Region labeling entries:

================

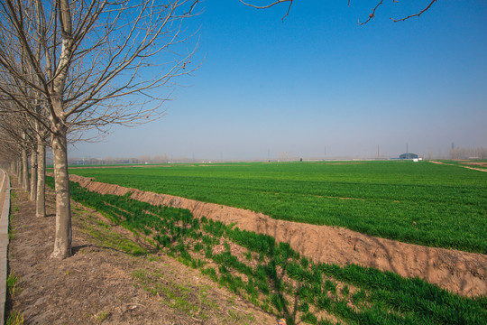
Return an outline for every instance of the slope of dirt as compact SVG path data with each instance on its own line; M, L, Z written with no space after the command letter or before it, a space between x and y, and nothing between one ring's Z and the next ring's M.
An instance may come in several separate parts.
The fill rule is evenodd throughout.
M25 324L275 324L277 320L162 254L142 250L132 233L107 226L73 203L73 256L51 260L54 198L48 218L15 190L12 202L11 278L18 278L7 314ZM132 245L132 246L131 246Z
M115 195L131 192L134 200L188 209L198 218L211 218L226 225L235 223L241 229L272 236L316 262L357 264L405 277L418 276L465 296L487 294L485 255L372 237L343 228L276 220L243 209L101 183L78 175L69 177L89 190Z

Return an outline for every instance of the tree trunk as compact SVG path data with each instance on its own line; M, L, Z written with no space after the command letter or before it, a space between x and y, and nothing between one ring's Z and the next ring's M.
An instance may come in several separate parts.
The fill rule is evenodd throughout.
M46 217L46 147L42 139L37 138L37 200L35 216Z
M23 187L22 185L22 176L23 176L23 173L22 173L22 159L17 161L17 182L20 184L21 187Z
M64 259L71 255L71 207L68 173L66 126L56 125L52 135L54 183L56 187L56 239L51 258Z
M22 187L29 191L29 159L27 158L27 150L22 149Z
M31 153L31 200L37 196L37 150L32 148Z

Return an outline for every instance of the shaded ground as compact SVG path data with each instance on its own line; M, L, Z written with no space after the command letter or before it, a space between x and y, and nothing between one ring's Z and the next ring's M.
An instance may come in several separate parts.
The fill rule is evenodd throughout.
M73 203L74 255L51 260L54 198L36 218L25 193L14 190L6 314L25 324L275 324L277 320L199 271L146 247L132 233L108 227L96 211Z
M78 175L69 177L89 190L115 195L131 192L134 200L188 209L198 218L207 217L226 225L235 224L241 229L270 235L279 242L289 243L293 249L317 263L357 264L405 277L418 276L470 297L487 294L485 255L372 237L342 228L276 220L243 209L127 189Z

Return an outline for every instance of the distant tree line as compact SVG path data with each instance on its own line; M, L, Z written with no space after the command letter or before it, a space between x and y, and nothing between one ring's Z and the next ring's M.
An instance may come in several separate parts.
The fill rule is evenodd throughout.
M487 159L487 148L452 148L450 157L452 159Z

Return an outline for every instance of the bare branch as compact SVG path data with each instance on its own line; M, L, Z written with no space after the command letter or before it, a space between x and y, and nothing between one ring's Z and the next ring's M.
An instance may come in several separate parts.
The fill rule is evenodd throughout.
M390 18L390 19L392 20L394 23L397 23L397 22L404 22L406 19L409 19L409 18L412 18L412 17L419 17L424 12L428 10L431 7L431 5L433 5L433 4L436 3L436 1L437 0L432 0L425 9L421 10L418 14L410 14L410 15L409 15L407 17L404 17L404 18L401 18L401 19L393 19L393 18Z

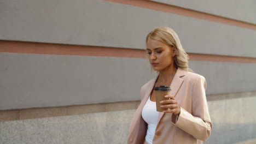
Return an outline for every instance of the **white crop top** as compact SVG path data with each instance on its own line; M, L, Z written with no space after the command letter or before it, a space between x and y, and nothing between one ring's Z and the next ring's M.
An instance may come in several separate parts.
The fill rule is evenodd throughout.
M156 111L155 101L150 100L150 97L144 106L141 115L144 121L148 123L148 129L145 139L147 143L152 144L159 112Z

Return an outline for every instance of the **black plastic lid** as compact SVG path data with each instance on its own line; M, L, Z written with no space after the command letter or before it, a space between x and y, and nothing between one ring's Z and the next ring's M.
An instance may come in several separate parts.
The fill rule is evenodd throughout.
M155 87L154 89L158 91L170 91L171 88L166 86L161 86L158 87Z

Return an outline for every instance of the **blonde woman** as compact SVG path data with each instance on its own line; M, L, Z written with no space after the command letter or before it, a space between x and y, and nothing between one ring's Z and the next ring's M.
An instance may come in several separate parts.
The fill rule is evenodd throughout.
M175 32L158 27L146 38L148 58L158 75L143 86L141 103L130 127L127 143L202 143L212 123L205 95L205 77L188 67L188 55ZM171 87L160 102L168 110L156 110L156 87Z

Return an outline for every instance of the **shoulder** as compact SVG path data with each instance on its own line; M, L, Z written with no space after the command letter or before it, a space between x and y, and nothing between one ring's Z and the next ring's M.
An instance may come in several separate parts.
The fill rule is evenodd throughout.
M149 83L151 83L154 82L154 79L151 79L150 80L148 81L146 83L144 84L144 85L141 87L142 89L144 89L144 88L147 88L149 86Z
M183 78L184 81L189 83L193 87L204 87L206 89L206 80L205 77L198 74L188 71L187 74Z
M192 83L193 84L196 82L206 82L203 76L190 71L187 71L186 75L183 76L182 79L187 81L188 82Z

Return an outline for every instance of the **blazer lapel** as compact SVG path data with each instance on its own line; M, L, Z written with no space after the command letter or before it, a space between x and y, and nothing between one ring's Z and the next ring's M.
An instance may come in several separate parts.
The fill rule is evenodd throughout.
M147 87L145 87L145 89L150 89L149 91L146 91L145 94L144 94L144 98L142 100L141 104L138 106L138 108L137 109L137 110L135 112L135 113L134 114L133 118L135 118L136 119L134 119L135 122L132 123L131 124L131 128L132 128L131 130L129 131L129 135L131 135L132 134L135 134L136 135L136 133L133 133L134 130L135 128L137 128L137 127L139 127L138 124L139 124L140 121L142 121L141 118L141 112L142 111L142 109L143 109L144 105L145 105L147 101L148 100L148 98L149 97L149 95L150 95L150 93L152 90L153 89L154 86L155 85L155 81L156 81L156 79L158 77L158 75L155 79L152 80L148 82L148 85L147 86ZM132 136L134 136L133 135Z
M178 68L177 70L176 73L175 74L173 79L172 80L172 81L170 86L170 87L171 88L171 92L170 92L170 94L171 95L174 95L174 97L176 96L177 92L179 89L179 87L183 82L183 79L181 78L181 77L185 75L186 72L186 71L182 70L179 68ZM161 118L162 117L165 113L163 112L159 112L158 123L156 125L158 125L158 123L161 120Z

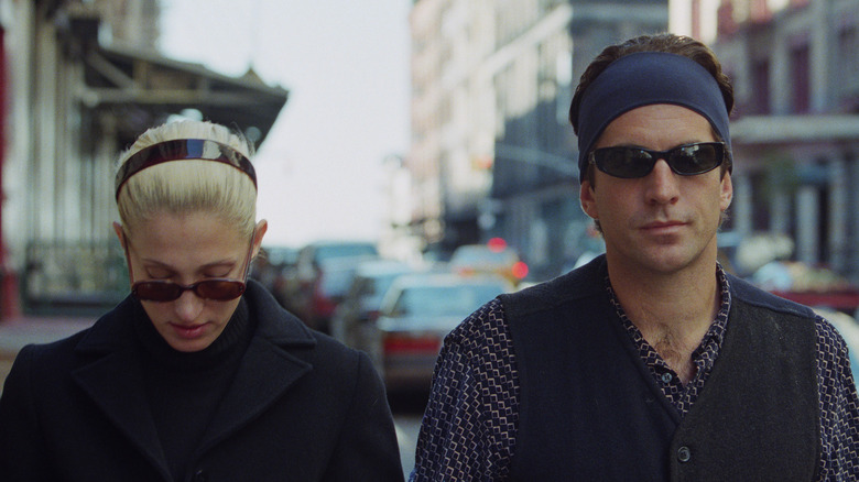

================

▶ _Exercise_:
Copy out all of the material above, swapping every "separate parts" for "distinct pieces" and changing nothing else. Leave out the pictures.

▶ _Solution for this problem_:
Return an outline for every instance of the slope of dirt as compact SVG path data with each instance on its own line; M, L, Z written with no space after the command letter or before it, a space between x and y, and nothing between one ring's Z and the next ring's M.
An instance may come in several distinct pieces.
The fill rule is evenodd throughout.
M25 324L275 324L277 320L162 254L142 250L132 233L107 226L73 203L73 256L51 260L54 198L48 218L15 190L12 202L11 278L18 278L7 314ZM132 245L132 246L131 246Z
M115 195L131 192L134 200L188 209L198 218L211 218L226 225L235 223L241 229L272 236L316 262L357 264L405 277L418 276L465 296L487 294L485 255L372 237L343 228L276 220L243 209L101 183L78 175L69 177L89 190Z

Return an outline for every instance of the tree trunk as compact SVG path data with each instance on its own line; M, L, Z written with no space after the command letter or before it, a space between x and y, and nothing between one ring's Z and the next ring's M.
An instance may come in several distinct pieces.
The fill rule is evenodd throughout.
M46 217L46 147L42 139L37 138L37 200L35 216Z
M23 187L22 185L22 176L23 176L23 173L22 173L22 159L17 161L17 182L20 184L21 187Z
M64 259L71 255L71 207L68 173L66 126L56 125L52 135L54 183L56 187L56 239L51 258Z
M22 187L29 191L29 159L27 158L27 150L22 149Z
M31 153L31 200L37 196L37 150L32 148Z

Return an outline for every instance of the shaded ground as compact SVG path data with each instance on its own line; M, L, Z written with no space after the command letter or before it, a space between x and y, and nothing between one ring's Z and the next ring's M.
An instance may come in several distinct pieces.
The fill rule is evenodd throughout.
M73 203L74 255L51 260L54 198L36 218L25 193L14 190L6 314L25 324L275 324L277 320L199 271L146 247L132 233L108 227L96 211Z
M78 175L69 177L89 190L115 195L131 192L134 200L188 209L198 218L207 217L226 225L235 224L241 229L270 235L279 242L289 243L293 249L317 263L357 264L405 277L418 276L470 297L487 294L485 255L372 237L342 228L276 220L243 209L127 189Z

Return an outline for every instance of the distant tree line as compact SVG path data with each instance on its own line; M, L, Z written with no space after the command letter or before it, a space between x and y, and nothing between one ring's Z and the next ring's M.
An instance may come in several distinct pieces.
The fill rule is evenodd throughout.
M487 159L487 148L452 148L450 157L452 159Z

Return an outline for every instance of the bare branch as compact SVG path data with each instance on its own line; M, L, Z written with no space after the command letter or before it, a space between x and y, and nothing between one ring's Z and the next ring's M.
An instance may come in several distinct pieces.
The fill rule is evenodd throughout.
M390 18L390 19L392 20L394 23L397 23L397 22L404 22L406 19L409 19L409 18L412 18L412 17L419 17L424 12L428 10L431 7L431 5L433 5L433 4L436 3L436 1L437 0L432 0L425 9L421 10L418 14L410 14L410 15L409 15L407 17L404 17L404 18L401 18L401 19L393 19L393 18Z

Return an outline for every instance of the **white crop top** as compact SVG path data with each instance on its own line; M, L, Z written with no space after the command letter or before it, a space between x and y, and nothing between one ring's Z and the next ring's M.
An instance may come in several distinct pieces.
The fill rule is evenodd throughout.
M156 111L155 101L150 100L150 97L144 106L141 115L144 121L148 123L148 129L145 139L147 143L152 144L159 112Z

Return an outline for every instance of the **black plastic lid** as compact SVG path data with each instance on its own line; M, L, Z written with no space after the command letter or before it, a space between x and y, and nothing between one ring's Z and the next ring's M.
An instance may come in several distinct pieces.
The fill rule is evenodd throughout.
M155 87L154 89L158 91L170 91L171 88L166 86L161 86L158 87Z

Return an outline for every instance of the **blonde woman** as compact SVG path data with each instance on its own line; M, L, Z written with no space after the command letter or before it, a space between x and y, and nothing between one ring's Z and the next ring's M.
An instance may come in several distinct pieces.
The fill rule is evenodd throughout.
M175 32L158 27L146 38L148 58L158 75L143 86L141 103L130 127L127 143L202 143L212 123L205 95L205 77L188 67L188 55ZM171 87L160 102L168 110L156 110L156 87Z

Return an outline for every instance of the **shoulder** as compact SVG path data with each instance on its own line; M, L, Z written with no space after the command letter or before it, a space between x and y, and nothing between one ring's Z and the next ring's M.
An instance may come in several distinct pieces.
The fill rule is evenodd throughout.
M149 83L151 83L154 82L154 79L151 79L150 80L148 81L146 83L144 84L144 85L141 87L142 89L144 89L144 88L147 88L149 86Z
M183 78L184 81L189 83L193 87L204 87L206 89L206 80L205 77L198 74L188 71L187 74Z
M192 83L193 84L196 82L206 82L203 76L190 71L187 71L186 75L183 76L182 79L187 81L188 82Z

Return an outline for every instance of the **blazer lapel** as compact SVG path data with each instance on its own line; M, L, Z written with no space after the command letter or before it, a space between x and y, and nothing between one ring's Z and the next ring's M.
An instance may come in several distinct pieces.
The fill rule is evenodd throughout.
M147 87L145 87L145 89L150 89L149 91L146 91L145 94L144 94L144 98L142 100L141 104L138 106L138 108L137 109L137 110L135 112L135 113L134 114L133 118L135 118L136 119L134 119L135 122L132 123L131 124L131 128L132 128L131 130L129 131L129 135L131 135L132 134L135 134L136 135L136 133L133 133L134 130L135 128L137 128L137 127L139 127L138 124L139 124L140 121L142 121L141 118L141 112L142 111L142 109L143 109L144 105L145 105L147 101L148 100L148 98L149 97L149 95L150 95L150 93L152 90L153 89L154 86L155 85L155 81L156 81L156 79L158 77L158 75L155 79L152 80L148 82L148 85L147 86ZM132 136L134 136L133 135Z
M178 68L177 70L176 73L175 74L173 79L172 80L172 81L170 86L170 87L171 88L171 92L170 92L170 94L171 95L174 95L174 97L176 96L177 92L179 89L179 87L183 82L183 79L181 78L181 77L185 75L186 72L186 71L182 70L179 68ZM161 118L162 117L165 113L163 112L159 112L158 123L156 125L158 125L158 123L161 120Z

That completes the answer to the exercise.